start RECORD EXTRACTS

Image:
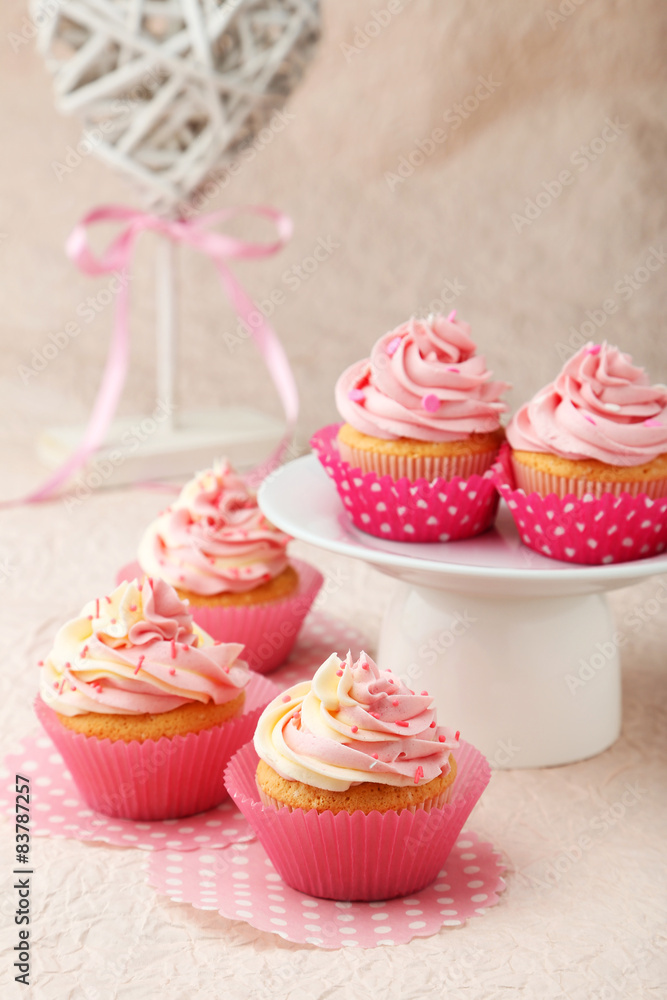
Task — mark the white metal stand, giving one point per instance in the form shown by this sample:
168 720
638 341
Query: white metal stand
170 442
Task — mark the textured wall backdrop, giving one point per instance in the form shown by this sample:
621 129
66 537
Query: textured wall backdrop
501 157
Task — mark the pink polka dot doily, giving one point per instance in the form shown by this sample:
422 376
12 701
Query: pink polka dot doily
241 884
58 811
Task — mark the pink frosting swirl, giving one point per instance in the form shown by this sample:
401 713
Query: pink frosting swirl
138 651
352 723
423 381
600 406
214 539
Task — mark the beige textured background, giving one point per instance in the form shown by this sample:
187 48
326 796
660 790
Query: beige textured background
557 77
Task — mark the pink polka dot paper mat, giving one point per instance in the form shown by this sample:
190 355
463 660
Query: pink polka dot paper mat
320 636
241 884
58 811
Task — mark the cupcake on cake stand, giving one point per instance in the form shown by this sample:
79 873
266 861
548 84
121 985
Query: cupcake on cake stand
520 650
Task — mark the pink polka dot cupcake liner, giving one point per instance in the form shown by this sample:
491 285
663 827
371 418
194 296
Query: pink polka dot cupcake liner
356 856
594 530
156 779
268 631
440 510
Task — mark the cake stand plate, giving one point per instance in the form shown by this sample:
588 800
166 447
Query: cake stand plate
520 652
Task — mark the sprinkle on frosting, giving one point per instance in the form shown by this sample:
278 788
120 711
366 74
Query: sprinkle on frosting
127 668
214 539
600 406
349 725
425 381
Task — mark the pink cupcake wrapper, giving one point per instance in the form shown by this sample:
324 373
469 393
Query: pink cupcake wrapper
421 467
442 510
533 481
591 530
268 631
357 856
156 779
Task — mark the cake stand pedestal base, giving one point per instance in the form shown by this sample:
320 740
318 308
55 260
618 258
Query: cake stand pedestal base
531 681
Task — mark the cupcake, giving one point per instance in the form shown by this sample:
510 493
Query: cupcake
352 787
584 472
220 553
144 707
412 462
600 427
422 406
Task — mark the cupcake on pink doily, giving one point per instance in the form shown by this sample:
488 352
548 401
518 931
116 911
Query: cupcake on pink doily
422 417
145 708
223 557
586 476
351 786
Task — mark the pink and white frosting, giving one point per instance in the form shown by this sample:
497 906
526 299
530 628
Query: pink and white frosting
214 539
423 381
353 723
601 406
135 651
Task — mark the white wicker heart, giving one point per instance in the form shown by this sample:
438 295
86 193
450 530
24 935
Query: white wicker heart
170 89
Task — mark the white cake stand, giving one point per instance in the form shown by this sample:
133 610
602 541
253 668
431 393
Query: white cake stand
520 652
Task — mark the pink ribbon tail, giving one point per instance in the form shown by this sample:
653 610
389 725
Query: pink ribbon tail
220 248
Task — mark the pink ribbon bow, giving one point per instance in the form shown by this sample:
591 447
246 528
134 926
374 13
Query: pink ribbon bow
198 234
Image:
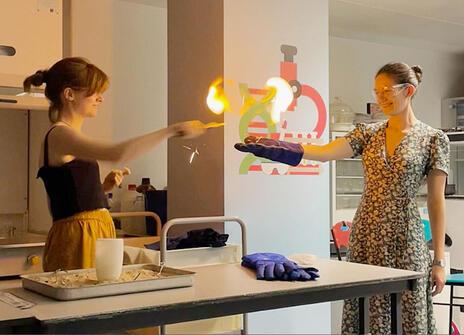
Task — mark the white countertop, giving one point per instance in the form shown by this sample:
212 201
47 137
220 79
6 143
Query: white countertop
226 281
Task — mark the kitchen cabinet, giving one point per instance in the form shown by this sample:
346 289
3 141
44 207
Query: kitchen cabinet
14 156
456 173
347 185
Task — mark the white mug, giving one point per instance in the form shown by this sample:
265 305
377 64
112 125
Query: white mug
108 258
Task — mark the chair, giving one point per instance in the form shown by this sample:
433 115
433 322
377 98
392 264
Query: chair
341 235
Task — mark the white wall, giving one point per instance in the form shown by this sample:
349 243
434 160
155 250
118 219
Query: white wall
128 40
285 213
353 64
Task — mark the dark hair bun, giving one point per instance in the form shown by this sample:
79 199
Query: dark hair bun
37 79
418 71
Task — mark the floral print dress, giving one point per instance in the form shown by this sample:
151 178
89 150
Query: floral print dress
387 228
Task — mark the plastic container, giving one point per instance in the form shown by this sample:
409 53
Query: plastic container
341 115
108 258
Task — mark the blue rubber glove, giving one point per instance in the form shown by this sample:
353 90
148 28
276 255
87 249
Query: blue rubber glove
269 266
279 151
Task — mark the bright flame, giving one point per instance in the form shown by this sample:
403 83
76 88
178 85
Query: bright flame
216 99
283 96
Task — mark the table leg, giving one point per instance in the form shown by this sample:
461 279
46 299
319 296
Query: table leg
396 323
450 325
363 315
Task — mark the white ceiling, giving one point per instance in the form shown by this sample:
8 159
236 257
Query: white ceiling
428 24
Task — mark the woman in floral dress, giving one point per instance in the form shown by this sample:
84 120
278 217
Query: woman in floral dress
398 155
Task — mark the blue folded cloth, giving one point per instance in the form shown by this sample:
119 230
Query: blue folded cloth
275 150
272 266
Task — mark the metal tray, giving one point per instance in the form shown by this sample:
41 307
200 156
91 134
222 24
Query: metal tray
172 278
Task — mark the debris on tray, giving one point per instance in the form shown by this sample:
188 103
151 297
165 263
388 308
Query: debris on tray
64 279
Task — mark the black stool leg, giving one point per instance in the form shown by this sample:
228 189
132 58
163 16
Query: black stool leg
396 321
363 303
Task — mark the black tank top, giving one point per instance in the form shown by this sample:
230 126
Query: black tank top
72 187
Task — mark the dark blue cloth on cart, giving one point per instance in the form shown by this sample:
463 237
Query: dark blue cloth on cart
198 238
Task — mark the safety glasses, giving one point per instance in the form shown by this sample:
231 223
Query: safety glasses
389 91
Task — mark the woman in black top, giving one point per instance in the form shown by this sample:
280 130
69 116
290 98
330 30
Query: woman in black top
69 168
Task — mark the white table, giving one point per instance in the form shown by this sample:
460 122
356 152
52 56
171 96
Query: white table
218 290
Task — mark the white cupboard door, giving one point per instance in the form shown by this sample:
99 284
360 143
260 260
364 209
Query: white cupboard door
14 162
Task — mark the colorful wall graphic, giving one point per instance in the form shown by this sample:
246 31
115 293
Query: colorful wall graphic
256 120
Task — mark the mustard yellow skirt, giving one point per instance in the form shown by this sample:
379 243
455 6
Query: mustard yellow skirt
71 241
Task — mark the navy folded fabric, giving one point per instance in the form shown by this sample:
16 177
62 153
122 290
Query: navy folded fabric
198 238
278 151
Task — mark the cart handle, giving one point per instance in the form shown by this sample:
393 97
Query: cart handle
205 219
138 214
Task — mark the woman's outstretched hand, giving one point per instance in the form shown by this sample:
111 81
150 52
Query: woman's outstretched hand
115 178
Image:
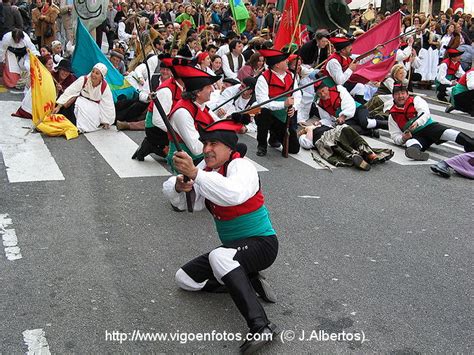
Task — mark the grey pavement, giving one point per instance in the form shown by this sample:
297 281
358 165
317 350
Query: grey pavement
387 253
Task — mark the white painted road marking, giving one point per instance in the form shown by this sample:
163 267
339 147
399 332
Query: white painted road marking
36 341
9 238
117 150
27 158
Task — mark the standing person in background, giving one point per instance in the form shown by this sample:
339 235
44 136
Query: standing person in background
65 21
11 18
44 20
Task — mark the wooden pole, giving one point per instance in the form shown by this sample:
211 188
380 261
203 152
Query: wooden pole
297 22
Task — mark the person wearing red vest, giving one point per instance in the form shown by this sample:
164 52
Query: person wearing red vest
448 71
410 125
229 187
336 106
339 68
191 110
168 94
273 82
462 95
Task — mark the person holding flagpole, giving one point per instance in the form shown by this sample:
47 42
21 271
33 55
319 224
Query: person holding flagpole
88 102
274 81
229 187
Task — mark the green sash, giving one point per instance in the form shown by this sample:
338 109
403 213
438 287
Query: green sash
281 115
253 224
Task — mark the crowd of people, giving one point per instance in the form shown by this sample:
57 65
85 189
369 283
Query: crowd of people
192 64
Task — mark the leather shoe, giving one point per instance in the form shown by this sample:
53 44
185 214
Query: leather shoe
415 153
449 109
360 163
442 169
122 126
274 144
374 133
263 288
267 334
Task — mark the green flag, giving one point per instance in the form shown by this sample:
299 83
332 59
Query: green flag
239 13
328 14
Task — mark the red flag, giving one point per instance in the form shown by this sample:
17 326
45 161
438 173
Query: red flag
377 66
458 4
287 25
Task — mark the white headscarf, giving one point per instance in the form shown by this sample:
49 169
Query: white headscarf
87 90
102 68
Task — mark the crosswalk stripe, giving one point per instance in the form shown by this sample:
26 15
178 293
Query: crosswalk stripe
26 157
303 156
453 123
117 149
399 156
257 165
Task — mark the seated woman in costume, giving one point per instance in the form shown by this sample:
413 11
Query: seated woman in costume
88 102
382 99
26 108
342 146
63 76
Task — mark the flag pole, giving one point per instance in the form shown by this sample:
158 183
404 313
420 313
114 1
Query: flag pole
297 22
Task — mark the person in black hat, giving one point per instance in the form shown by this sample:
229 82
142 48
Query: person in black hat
271 83
448 72
168 94
63 76
229 187
462 95
191 109
315 51
240 102
336 107
411 125
339 68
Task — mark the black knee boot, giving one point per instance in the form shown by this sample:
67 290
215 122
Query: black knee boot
143 150
360 99
414 152
245 298
383 124
466 141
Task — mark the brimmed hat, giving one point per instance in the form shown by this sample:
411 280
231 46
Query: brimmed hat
55 44
114 53
231 81
319 85
250 82
398 88
65 65
272 56
193 78
454 53
340 43
224 131
165 61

end RECORD EXTRACTS

WRITTEN EXERCISE - Please retype, exactly as written, every line from the line containing "Task — mark the crosswalk" through the last line of the records above, including both of those lines, and nothing else.

OUTPUT FOR THIS EXERCISE -
Task — mark the crosswalk stripe, giving one point per instance in the form shown by this sample:
26 15
178 293
Query: crosswalk stripe
26 157
303 156
453 123
117 149
399 156
257 165
Task — mark the seated woman in costume, giving one point per instance in the form shown by this sample:
413 11
Query: seated woman in costume
88 102
382 99
26 108
342 146
63 76
Task — mark the flag pole, giving one point per instance in the form shown by this sample:
158 183
404 313
420 313
114 1
Query: flag pole
297 22
Task — mark the person in black hat, giving one point per instance in the form shown by this sample:
229 82
142 48
Query: person in black hat
271 83
448 72
168 94
63 76
229 187
462 95
191 109
315 51
240 102
336 107
411 125
339 68
Task — mark the black knee boot, giving one point per instance in the form shown by this sample:
67 290
215 122
Query: black knee boot
143 150
360 99
414 152
245 298
383 124
466 141
Task — mark the brimmed hat, giving one point per instance in the form shown by this sample:
411 280
231 46
Query: brimmed hat
55 44
114 53
231 81
319 85
250 82
398 88
65 65
272 56
193 78
454 53
340 43
224 131
165 61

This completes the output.